PARTS OF THE EXERCISE:
• 1. In the commentary below on fecal microbiota transfer for ulcerative colitis, how many subjects were in the pilot study?
• 2. Please retype the passage of the commentary on fecal microbiota transfer starting with "The authors extensively" and going on through "retain FMT enemas.".

PAGE EXCERPT: Begin

I distinctly remember one of my high school teachers saying that if you asked someone if they were willing to have a serious operation like a brain lobe removal, that most would be unwilling unless there was no other choice. However, if you told them that you were going to do it with a laser, people would want to get it done right away. Such was the mesmerizing appeal of the word “laser.”
Fecal microbiota transfer (FMT) certainly does not sound as enticing as a laser treatment. Nevertheless, the authors of a recent report state that “we received interest from patients all over the world to participate.” That being said, this recent report reintroduces the concept of FMT for ulcerative colitis (UC) (JPGN 2013; 56: 597-601).
In the introduction, the authors note that probiotics, in particular VSL#3, have shown usefulness in the treatment of UC and have noted previous sporadic reports of FMT for inflammatory bowel disease. This led to their pilot study of 10 subjects (7 to 21 years); this was a single-center, uncontrolled study. Due to financial constraints, there was no correlation with fecal microbial profiling, histologic/colonoscopic activity, or stool inflammatory markers.
The authors extensively describe their protocol of FMT (240 mL [in four aliquots] daily for five days) including donor exclusion criteria and donor screening. Participants did not receive any bowel preparation prior to FMT. The majority of participants had pancolitis; only one patient had disease limited to proctitis. One of the ten patients could not retain FMT enemas.
- Short-term improvement was noted with 7 of 9 (78%) achieving a clinical response within one week and 3 of 9 (33%) achieving a clinical remission.
- The authors note that 6 of 9 (67%) maintained a clinical response at 1 month. Although if one examines the study’s figure 2, this graphically demonstrates a fairly meager response in about half of these patients based on their PUCAI score.
- The authors do not overstate their interpretation of their results. “This unique biologic is potentially efficacious.”
- Adverse effects appeared to be mild and self-limiting.
Ultimately if FMT proves efficacious for inflammatory bowel disease, feces with the right microbial mix would be quite valuable. For now, this study indicates that further research is needed in this area.

PAGE EXCERPT: End
EXTRACTED MATERIAL: Begin

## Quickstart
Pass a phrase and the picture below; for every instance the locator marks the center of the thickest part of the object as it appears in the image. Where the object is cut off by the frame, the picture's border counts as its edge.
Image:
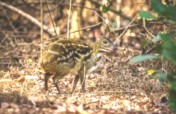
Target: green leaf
(146, 15)
(161, 76)
(163, 10)
(145, 43)
(169, 55)
(141, 58)
(156, 38)
(158, 7)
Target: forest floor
(114, 87)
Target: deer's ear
(97, 35)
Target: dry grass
(114, 85)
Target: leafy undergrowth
(114, 87)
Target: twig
(117, 39)
(113, 10)
(27, 16)
(41, 29)
(52, 21)
(68, 23)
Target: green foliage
(165, 46)
(163, 10)
(146, 15)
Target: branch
(27, 16)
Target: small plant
(165, 47)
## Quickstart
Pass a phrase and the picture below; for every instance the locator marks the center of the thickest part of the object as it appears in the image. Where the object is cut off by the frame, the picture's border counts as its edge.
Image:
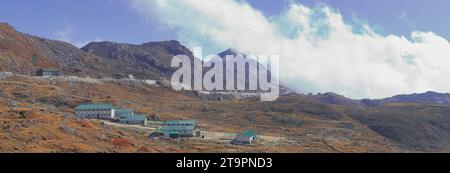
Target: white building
(96, 111)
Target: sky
(116, 20)
(358, 48)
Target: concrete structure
(140, 119)
(243, 138)
(48, 72)
(96, 111)
(179, 128)
(124, 113)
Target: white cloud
(319, 51)
(66, 35)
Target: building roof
(248, 133)
(134, 118)
(49, 70)
(180, 122)
(94, 106)
(177, 128)
(124, 112)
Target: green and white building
(96, 111)
(179, 128)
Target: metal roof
(94, 106)
(248, 133)
(180, 122)
(134, 118)
(177, 128)
(124, 112)
(50, 70)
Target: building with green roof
(246, 137)
(134, 119)
(179, 128)
(122, 113)
(95, 111)
(48, 72)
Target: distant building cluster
(109, 112)
(48, 72)
(180, 128)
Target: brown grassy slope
(306, 126)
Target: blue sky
(114, 19)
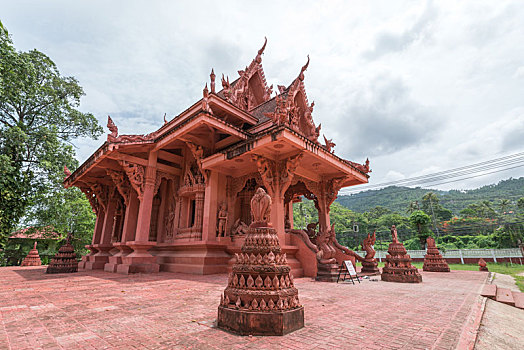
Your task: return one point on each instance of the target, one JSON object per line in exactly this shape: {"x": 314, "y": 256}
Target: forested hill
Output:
{"x": 399, "y": 198}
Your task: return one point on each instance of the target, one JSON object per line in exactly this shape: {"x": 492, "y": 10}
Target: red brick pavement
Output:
{"x": 99, "y": 310}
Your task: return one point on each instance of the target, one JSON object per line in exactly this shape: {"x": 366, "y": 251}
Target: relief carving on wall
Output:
{"x": 122, "y": 184}
{"x": 241, "y": 94}
{"x": 113, "y": 136}
{"x": 136, "y": 175}
{"x": 277, "y": 176}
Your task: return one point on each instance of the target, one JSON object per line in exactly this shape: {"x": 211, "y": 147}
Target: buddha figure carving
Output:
{"x": 260, "y": 208}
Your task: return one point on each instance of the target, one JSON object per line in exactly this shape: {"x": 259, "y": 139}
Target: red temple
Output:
{"x": 178, "y": 199}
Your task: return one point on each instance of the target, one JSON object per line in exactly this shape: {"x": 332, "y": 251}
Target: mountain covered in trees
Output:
{"x": 398, "y": 199}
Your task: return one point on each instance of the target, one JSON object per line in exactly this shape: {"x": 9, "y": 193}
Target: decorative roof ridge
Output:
{"x": 277, "y": 128}
{"x": 262, "y": 104}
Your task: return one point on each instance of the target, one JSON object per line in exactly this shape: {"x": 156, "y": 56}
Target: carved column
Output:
{"x": 97, "y": 234}
{"x": 161, "y": 228}
{"x": 199, "y": 211}
{"x": 140, "y": 260}
{"x": 210, "y": 208}
{"x": 178, "y": 208}
{"x": 128, "y": 232}
{"x": 277, "y": 177}
{"x": 290, "y": 213}
{"x": 102, "y": 257}
{"x": 130, "y": 218}
{"x": 96, "y": 238}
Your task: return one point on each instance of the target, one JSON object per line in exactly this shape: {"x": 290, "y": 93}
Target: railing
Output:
{"x": 460, "y": 254}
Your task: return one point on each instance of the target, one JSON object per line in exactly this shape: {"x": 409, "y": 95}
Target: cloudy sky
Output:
{"x": 418, "y": 87}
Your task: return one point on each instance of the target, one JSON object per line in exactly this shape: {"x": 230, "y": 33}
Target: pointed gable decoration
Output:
{"x": 250, "y": 90}
{"x": 294, "y": 110}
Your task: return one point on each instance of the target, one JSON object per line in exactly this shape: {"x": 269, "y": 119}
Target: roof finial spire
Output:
{"x": 258, "y": 59}
{"x": 212, "y": 76}
{"x": 301, "y": 75}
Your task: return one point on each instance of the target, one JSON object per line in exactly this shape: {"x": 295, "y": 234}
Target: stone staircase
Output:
{"x": 504, "y": 295}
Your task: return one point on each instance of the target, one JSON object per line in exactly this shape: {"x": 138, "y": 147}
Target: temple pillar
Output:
{"x": 140, "y": 260}
{"x": 128, "y": 233}
{"x": 290, "y": 213}
{"x": 160, "y": 226}
{"x": 102, "y": 257}
{"x": 209, "y": 224}
{"x": 100, "y": 217}
{"x": 99, "y": 223}
{"x": 130, "y": 217}
{"x": 146, "y": 206}
{"x": 199, "y": 211}
{"x": 278, "y": 217}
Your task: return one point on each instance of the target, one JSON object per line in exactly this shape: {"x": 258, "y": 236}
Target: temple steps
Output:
{"x": 503, "y": 295}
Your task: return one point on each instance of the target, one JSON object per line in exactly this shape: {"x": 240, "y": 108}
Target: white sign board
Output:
{"x": 351, "y": 269}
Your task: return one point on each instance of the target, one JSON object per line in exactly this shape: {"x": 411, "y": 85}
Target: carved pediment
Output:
{"x": 293, "y": 109}
{"x": 250, "y": 89}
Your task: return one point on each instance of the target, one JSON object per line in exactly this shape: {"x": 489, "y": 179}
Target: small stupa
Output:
{"x": 369, "y": 264}
{"x": 433, "y": 260}
{"x": 398, "y": 266}
{"x": 33, "y": 258}
{"x": 482, "y": 265}
{"x": 260, "y": 298}
{"x": 65, "y": 260}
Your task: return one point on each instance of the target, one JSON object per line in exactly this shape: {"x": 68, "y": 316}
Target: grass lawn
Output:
{"x": 505, "y": 268}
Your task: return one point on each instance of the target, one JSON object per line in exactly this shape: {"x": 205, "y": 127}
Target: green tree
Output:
{"x": 420, "y": 221}
{"x": 503, "y": 205}
{"x": 38, "y": 120}
{"x": 520, "y": 204}
{"x": 412, "y": 207}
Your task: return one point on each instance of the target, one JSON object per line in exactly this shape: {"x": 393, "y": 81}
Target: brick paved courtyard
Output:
{"x": 176, "y": 311}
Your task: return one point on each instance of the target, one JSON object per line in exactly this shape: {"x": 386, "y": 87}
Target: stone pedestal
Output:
{"x": 433, "y": 260}
{"x": 370, "y": 267}
{"x": 116, "y": 259}
{"x": 482, "y": 265}
{"x": 327, "y": 272}
{"x": 82, "y": 264}
{"x": 260, "y": 298}
{"x": 398, "y": 266}
{"x": 246, "y": 322}
{"x": 140, "y": 260}
{"x": 32, "y": 258}
{"x": 64, "y": 261}
{"x": 98, "y": 260}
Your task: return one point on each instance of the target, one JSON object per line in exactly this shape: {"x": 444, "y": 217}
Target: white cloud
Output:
{"x": 412, "y": 85}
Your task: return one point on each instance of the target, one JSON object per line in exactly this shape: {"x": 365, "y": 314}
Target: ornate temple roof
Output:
{"x": 231, "y": 122}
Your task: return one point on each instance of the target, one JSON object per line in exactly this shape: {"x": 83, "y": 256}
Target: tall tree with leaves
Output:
{"x": 39, "y": 118}
{"x": 420, "y": 221}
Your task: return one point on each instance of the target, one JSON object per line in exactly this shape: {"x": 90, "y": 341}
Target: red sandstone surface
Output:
{"x": 97, "y": 309}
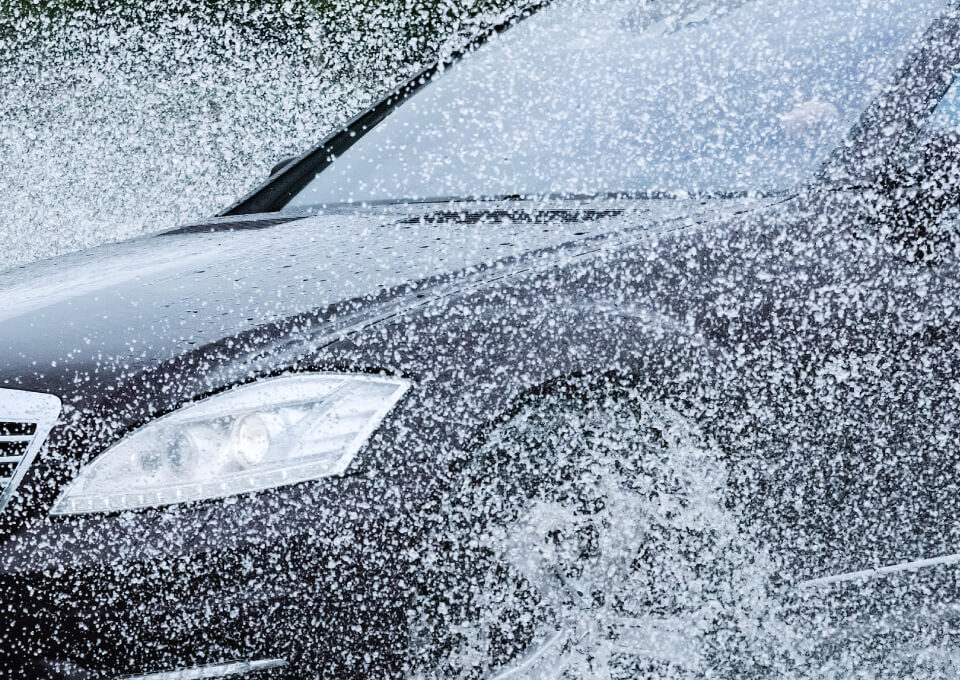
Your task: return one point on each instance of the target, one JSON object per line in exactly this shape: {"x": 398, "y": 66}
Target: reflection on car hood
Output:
{"x": 144, "y": 301}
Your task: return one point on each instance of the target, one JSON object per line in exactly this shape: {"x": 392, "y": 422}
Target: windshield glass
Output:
{"x": 625, "y": 96}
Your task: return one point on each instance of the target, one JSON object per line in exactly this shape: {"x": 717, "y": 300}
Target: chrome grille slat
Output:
{"x": 25, "y": 421}
{"x": 14, "y": 448}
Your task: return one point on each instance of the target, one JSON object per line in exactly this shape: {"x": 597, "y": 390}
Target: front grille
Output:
{"x": 25, "y": 422}
{"x": 15, "y": 440}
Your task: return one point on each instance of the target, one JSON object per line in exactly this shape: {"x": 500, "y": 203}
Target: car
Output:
{"x": 622, "y": 342}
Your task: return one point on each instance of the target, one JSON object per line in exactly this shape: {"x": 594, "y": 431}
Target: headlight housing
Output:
{"x": 264, "y": 435}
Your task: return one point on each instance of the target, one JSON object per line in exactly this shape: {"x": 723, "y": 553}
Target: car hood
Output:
{"x": 138, "y": 303}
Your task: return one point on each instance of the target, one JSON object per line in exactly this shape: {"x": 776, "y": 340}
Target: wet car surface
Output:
{"x": 751, "y": 395}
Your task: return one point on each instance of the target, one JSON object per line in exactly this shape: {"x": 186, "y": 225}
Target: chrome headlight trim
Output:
{"x": 270, "y": 433}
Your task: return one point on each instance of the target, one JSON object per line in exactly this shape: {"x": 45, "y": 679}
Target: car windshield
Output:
{"x": 626, "y": 96}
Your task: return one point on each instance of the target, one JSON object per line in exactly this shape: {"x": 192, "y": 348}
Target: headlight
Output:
{"x": 275, "y": 432}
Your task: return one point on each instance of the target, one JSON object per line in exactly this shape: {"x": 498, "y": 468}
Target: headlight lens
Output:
{"x": 268, "y": 434}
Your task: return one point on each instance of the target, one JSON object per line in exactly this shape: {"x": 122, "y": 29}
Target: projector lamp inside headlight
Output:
{"x": 268, "y": 434}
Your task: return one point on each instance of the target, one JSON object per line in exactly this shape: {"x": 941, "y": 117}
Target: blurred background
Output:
{"x": 119, "y": 118}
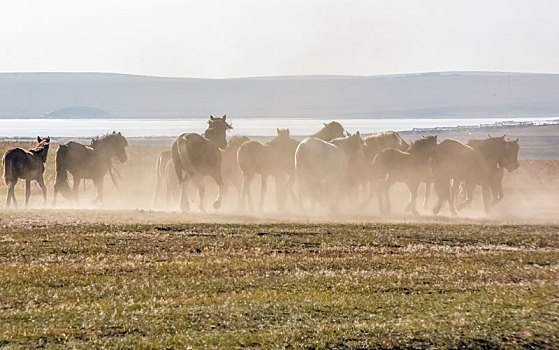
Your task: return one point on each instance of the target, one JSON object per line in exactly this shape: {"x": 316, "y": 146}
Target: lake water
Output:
{"x": 243, "y": 126}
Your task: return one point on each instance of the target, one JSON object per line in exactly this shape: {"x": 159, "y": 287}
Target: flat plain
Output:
{"x": 94, "y": 278}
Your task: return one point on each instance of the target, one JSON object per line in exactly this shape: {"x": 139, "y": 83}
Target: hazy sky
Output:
{"x": 238, "y": 38}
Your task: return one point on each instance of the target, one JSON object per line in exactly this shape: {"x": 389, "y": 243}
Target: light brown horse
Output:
{"x": 455, "y": 162}
{"x": 375, "y": 143}
{"x": 329, "y": 132}
{"x": 392, "y": 165}
{"x": 87, "y": 162}
{"x": 229, "y": 166}
{"x": 28, "y": 165}
{"x": 196, "y": 156}
{"x": 285, "y": 147}
{"x": 273, "y": 158}
{"x": 321, "y": 168}
{"x": 165, "y": 174}
{"x": 498, "y": 154}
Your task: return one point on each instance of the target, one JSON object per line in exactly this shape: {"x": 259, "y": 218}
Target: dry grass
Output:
{"x": 127, "y": 279}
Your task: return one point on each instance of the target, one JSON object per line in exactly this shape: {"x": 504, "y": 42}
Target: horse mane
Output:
{"x": 236, "y": 140}
{"x": 109, "y": 138}
{"x": 326, "y": 132}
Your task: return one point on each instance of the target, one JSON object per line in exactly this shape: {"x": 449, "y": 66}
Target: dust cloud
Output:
{"x": 531, "y": 195}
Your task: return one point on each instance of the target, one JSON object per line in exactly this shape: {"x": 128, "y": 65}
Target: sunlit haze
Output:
{"x": 220, "y": 39}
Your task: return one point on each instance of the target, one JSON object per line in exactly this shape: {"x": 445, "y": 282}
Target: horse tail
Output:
{"x": 177, "y": 160}
{"x": 113, "y": 177}
{"x": 8, "y": 163}
{"x": 378, "y": 167}
{"x": 61, "y": 181}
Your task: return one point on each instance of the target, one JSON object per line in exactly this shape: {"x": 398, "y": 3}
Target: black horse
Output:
{"x": 196, "y": 156}
{"x": 87, "y": 162}
{"x": 27, "y": 165}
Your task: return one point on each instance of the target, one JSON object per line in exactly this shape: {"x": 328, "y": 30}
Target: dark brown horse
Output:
{"x": 229, "y": 166}
{"x": 87, "y": 162}
{"x": 276, "y": 157}
{"x": 329, "y": 132}
{"x": 498, "y": 154}
{"x": 27, "y": 165}
{"x": 196, "y": 156}
{"x": 164, "y": 175}
{"x": 454, "y": 163}
{"x": 375, "y": 143}
{"x": 412, "y": 167}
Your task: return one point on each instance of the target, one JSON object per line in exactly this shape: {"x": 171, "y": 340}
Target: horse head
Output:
{"x": 425, "y": 146}
{"x": 510, "y": 159}
{"x": 330, "y": 131}
{"x": 217, "y": 130}
{"x": 42, "y": 149}
{"x": 114, "y": 144}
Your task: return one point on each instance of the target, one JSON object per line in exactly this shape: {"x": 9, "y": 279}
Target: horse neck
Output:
{"x": 39, "y": 155}
{"x": 323, "y": 134}
{"x": 344, "y": 145}
{"x": 492, "y": 153}
{"x": 103, "y": 151}
{"x": 214, "y": 135}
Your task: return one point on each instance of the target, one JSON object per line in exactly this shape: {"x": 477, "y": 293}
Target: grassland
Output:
{"x": 127, "y": 279}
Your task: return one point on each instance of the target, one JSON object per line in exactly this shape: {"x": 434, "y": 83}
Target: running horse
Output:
{"x": 498, "y": 154}
{"x": 87, "y": 162}
{"x": 196, "y": 156}
{"x": 28, "y": 165}
{"x": 412, "y": 167}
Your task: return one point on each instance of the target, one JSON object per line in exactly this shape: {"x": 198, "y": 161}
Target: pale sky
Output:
{"x": 242, "y": 38}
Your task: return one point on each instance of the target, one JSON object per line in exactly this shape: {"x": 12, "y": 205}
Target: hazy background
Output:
{"x": 220, "y": 39}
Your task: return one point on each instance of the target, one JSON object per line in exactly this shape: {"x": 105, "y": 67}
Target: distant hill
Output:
{"x": 430, "y": 95}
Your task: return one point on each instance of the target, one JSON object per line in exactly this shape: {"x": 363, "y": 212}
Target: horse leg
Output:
{"x": 27, "y": 192}
{"x": 427, "y": 193}
{"x": 281, "y": 187}
{"x": 412, "y": 188}
{"x": 99, "y": 186}
{"x": 263, "y": 188}
{"x": 41, "y": 183}
{"x": 290, "y": 184}
{"x": 442, "y": 188}
{"x": 184, "y": 203}
{"x": 76, "y": 187}
{"x": 386, "y": 193}
{"x": 486, "y": 191}
{"x": 10, "y": 198}
{"x": 220, "y": 188}
{"x": 199, "y": 182}
{"x": 245, "y": 193}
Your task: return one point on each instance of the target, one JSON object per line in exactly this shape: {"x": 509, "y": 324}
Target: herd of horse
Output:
{"x": 321, "y": 171}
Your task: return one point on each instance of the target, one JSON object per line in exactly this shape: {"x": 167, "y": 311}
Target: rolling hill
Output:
{"x": 432, "y": 95}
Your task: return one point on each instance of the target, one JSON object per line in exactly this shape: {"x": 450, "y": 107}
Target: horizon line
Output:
{"x": 457, "y": 72}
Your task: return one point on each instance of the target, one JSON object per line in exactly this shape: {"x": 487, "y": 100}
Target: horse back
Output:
{"x": 198, "y": 152}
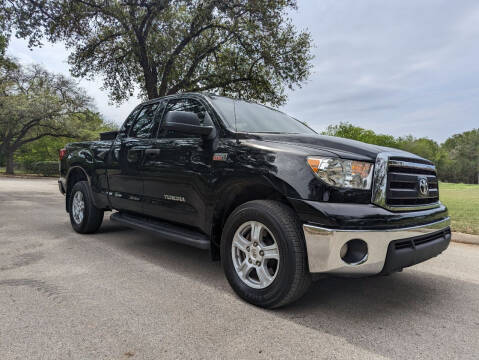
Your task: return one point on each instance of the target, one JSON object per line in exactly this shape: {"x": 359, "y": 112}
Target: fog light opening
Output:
{"x": 354, "y": 252}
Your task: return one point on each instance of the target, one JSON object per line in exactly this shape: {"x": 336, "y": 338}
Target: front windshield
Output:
{"x": 252, "y": 117}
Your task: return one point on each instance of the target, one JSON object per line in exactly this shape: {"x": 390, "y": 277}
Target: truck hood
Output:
{"x": 344, "y": 148}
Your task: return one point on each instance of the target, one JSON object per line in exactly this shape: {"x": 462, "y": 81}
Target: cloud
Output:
{"x": 397, "y": 67}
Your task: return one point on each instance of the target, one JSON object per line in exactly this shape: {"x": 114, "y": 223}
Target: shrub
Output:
{"x": 46, "y": 168}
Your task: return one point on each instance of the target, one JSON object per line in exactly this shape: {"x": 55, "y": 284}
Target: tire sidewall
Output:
{"x": 280, "y": 286}
{"x": 80, "y": 186}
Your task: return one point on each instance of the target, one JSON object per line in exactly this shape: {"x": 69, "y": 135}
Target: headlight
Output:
{"x": 342, "y": 173}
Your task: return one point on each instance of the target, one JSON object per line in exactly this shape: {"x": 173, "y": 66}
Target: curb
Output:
{"x": 27, "y": 176}
{"x": 465, "y": 238}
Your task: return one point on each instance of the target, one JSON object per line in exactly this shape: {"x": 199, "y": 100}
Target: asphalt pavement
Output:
{"x": 123, "y": 294}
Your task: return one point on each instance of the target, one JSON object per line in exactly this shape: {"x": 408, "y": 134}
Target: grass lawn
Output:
{"x": 463, "y": 203}
{"x": 461, "y": 199}
{"x": 17, "y": 171}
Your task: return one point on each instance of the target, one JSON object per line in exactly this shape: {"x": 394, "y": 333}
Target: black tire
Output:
{"x": 92, "y": 216}
{"x": 293, "y": 277}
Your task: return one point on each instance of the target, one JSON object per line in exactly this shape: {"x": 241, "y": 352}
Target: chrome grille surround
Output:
{"x": 385, "y": 161}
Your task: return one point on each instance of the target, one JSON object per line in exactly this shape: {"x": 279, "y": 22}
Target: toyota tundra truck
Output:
{"x": 276, "y": 202}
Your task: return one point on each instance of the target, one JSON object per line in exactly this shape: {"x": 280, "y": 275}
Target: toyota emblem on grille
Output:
{"x": 423, "y": 187}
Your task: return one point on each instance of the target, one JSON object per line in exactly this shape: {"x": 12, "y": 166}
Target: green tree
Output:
{"x": 89, "y": 126}
{"x": 243, "y": 48}
{"x": 35, "y": 104}
{"x": 349, "y": 131}
{"x": 463, "y": 151}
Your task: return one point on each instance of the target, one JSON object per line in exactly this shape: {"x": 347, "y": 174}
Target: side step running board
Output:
{"x": 164, "y": 230}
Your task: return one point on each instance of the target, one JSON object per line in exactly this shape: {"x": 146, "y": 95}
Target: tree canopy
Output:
{"x": 248, "y": 49}
{"x": 456, "y": 160}
{"x": 35, "y": 104}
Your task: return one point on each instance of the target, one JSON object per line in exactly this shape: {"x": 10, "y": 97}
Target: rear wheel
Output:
{"x": 84, "y": 216}
{"x": 264, "y": 255}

EXTRACTED MATERIAL: End

ANSWERS TO THE PROBLEMS:
• 1. 10 subjects, aged 7 to 21 years.

• 2.
The authors extensively describe their protocol of FMT (240 mL [in four aliquots] daily for five days) including donor exclusion criteria and donor screening. Participants did not receive any bowel preparation prior to FMT. The majority of participants had pancolitis; only one patient had disease limited to proctitis. One of the ten patients could not retain FMT enemas.